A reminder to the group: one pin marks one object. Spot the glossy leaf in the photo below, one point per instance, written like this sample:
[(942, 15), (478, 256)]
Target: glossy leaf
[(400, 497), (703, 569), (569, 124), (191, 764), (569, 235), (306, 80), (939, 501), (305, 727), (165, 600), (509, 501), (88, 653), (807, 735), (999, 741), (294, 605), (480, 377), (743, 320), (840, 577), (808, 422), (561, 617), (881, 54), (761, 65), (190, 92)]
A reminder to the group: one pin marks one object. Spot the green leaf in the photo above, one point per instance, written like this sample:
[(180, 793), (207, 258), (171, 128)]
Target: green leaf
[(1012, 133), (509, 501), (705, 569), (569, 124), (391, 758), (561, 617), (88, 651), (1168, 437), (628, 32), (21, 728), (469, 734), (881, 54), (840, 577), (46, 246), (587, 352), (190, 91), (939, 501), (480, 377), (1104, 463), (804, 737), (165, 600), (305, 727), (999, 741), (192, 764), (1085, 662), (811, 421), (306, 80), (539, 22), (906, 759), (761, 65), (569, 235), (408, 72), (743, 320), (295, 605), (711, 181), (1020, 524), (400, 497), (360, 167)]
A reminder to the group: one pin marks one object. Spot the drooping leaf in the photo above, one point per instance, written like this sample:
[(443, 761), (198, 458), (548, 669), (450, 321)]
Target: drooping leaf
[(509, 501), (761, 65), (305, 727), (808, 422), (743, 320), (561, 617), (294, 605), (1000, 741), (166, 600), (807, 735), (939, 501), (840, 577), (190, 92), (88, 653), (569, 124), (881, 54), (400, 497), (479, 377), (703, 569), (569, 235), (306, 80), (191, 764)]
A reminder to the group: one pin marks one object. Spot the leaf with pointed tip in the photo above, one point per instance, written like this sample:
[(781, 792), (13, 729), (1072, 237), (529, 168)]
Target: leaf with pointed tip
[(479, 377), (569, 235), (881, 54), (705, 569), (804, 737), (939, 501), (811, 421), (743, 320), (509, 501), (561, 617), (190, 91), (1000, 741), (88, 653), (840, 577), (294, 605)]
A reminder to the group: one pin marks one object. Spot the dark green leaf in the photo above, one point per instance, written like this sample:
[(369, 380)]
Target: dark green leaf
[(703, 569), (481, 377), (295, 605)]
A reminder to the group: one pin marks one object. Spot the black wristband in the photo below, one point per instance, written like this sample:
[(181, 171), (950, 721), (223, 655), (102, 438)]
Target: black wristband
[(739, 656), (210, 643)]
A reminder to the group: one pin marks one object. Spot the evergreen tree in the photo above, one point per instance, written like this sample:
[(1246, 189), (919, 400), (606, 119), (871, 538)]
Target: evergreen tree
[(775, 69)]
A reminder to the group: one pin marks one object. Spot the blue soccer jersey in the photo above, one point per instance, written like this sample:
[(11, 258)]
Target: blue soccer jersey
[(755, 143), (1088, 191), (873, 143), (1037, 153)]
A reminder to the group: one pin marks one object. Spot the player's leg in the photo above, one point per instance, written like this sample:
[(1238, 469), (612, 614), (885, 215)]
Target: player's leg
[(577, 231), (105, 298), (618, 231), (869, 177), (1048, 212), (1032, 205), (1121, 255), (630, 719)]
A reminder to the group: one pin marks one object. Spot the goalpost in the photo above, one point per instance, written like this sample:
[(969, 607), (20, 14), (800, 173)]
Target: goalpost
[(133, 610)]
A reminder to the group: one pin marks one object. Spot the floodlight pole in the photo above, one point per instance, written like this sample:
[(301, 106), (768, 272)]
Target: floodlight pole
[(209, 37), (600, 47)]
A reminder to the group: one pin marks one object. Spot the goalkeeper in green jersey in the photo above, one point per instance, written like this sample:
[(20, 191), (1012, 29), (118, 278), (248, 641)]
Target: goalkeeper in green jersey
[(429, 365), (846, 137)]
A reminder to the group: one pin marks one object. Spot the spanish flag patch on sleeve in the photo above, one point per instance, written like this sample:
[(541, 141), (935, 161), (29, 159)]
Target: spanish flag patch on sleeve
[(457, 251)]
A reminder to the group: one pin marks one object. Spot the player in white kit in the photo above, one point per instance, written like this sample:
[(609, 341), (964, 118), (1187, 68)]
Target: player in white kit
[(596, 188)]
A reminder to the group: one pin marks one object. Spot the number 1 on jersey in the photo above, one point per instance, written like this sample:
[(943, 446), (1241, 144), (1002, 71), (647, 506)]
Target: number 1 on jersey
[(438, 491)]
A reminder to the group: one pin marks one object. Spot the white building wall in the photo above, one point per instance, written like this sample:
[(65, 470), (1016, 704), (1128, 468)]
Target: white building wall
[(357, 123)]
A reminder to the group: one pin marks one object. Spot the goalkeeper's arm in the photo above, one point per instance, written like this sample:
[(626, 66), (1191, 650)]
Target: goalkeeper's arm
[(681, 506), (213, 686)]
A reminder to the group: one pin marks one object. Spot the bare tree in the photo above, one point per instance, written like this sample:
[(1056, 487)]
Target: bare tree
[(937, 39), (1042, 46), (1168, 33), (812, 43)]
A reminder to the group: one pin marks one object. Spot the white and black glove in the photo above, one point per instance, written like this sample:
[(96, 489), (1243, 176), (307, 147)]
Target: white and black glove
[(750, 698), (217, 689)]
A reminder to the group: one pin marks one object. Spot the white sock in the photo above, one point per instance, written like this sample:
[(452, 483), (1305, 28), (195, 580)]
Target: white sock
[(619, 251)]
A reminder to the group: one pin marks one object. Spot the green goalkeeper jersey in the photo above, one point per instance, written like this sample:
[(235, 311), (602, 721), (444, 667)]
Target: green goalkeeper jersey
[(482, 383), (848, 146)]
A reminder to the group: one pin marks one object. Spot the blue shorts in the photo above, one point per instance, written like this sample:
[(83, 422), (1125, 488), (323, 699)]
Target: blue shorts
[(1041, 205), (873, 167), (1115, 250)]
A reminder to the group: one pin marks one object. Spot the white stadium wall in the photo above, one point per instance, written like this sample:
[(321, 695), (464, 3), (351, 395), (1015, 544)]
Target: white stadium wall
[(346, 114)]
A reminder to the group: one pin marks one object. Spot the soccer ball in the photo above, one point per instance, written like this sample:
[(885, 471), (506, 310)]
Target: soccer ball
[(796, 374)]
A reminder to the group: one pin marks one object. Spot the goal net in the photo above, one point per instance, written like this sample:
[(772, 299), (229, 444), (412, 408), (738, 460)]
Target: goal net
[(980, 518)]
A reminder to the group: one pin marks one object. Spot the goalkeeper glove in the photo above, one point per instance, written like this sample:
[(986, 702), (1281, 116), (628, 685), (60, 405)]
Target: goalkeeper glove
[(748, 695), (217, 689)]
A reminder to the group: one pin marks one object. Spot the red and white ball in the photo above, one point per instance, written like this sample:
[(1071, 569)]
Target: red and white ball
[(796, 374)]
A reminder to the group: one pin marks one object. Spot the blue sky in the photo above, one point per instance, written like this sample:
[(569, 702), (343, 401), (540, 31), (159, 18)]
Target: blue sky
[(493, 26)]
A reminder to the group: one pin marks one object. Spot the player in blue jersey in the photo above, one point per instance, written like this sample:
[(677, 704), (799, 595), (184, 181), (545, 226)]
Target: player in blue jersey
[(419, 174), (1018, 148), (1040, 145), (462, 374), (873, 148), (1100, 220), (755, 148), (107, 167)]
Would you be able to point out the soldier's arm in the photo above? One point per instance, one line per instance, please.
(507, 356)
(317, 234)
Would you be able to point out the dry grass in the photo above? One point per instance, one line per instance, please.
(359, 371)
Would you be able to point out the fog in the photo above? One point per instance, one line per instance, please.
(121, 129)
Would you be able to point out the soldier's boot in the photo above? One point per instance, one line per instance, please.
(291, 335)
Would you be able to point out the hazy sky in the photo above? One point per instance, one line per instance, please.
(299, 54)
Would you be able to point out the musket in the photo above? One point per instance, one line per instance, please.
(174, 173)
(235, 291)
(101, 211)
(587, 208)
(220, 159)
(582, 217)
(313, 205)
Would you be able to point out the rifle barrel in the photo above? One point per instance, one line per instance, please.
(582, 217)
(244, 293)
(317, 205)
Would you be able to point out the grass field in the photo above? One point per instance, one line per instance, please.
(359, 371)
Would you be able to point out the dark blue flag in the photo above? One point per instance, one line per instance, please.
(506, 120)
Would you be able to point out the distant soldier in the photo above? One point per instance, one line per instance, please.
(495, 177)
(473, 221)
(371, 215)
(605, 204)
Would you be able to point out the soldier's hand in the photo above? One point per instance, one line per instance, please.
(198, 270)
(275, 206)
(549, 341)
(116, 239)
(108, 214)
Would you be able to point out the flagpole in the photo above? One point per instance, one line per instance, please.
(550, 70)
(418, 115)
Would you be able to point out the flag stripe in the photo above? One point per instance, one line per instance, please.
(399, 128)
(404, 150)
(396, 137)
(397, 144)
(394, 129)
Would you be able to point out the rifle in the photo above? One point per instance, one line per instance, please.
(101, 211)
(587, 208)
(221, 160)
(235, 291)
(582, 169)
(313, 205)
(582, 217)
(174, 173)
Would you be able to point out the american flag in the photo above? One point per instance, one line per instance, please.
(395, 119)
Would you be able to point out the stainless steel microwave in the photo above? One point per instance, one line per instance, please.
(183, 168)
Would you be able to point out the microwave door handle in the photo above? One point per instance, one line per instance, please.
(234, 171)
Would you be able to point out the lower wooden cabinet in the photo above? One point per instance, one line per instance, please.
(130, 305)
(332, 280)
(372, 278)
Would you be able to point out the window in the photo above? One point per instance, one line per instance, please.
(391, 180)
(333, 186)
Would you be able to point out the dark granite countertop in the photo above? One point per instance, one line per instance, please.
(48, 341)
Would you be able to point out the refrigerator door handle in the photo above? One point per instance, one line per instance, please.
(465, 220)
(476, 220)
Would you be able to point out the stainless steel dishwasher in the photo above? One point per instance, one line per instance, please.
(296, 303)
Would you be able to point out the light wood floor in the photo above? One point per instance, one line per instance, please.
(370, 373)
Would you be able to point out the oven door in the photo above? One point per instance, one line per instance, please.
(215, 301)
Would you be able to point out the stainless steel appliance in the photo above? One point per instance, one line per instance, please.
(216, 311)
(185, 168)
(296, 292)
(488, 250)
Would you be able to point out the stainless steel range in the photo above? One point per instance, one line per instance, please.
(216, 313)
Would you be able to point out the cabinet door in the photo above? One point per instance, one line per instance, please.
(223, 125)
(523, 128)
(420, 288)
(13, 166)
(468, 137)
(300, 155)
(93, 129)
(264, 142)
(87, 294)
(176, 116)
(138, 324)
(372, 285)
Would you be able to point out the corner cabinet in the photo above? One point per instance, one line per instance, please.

........

Exercise directions — Return, from the entries, each line that holds "below".

Solution to this task —
A reminder to the group: one pin marks one object. Spot the glossy leaf in the photo below, one point per instance, written like this sample:
A reminder to the group: one pin marks one object. Spot the black wristband in the photo below, one point per instance, written like this sample:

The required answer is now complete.